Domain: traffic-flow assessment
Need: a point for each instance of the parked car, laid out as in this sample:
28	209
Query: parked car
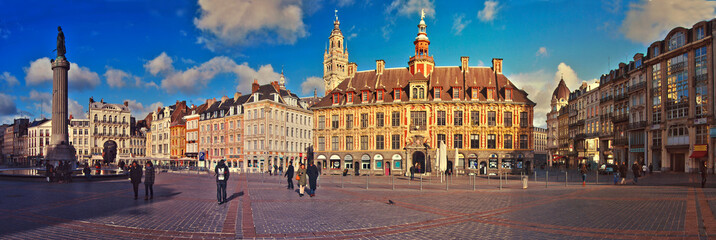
607	168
════
- Exercise goal -
Reproduce the lines above verbatim, omitting the picture from your answer.

- The answer -
Domain: traffic-flow assessment
Need: a point for each instance of the parked car, laid out as in this sample:
28	209
Query: parked car
607	168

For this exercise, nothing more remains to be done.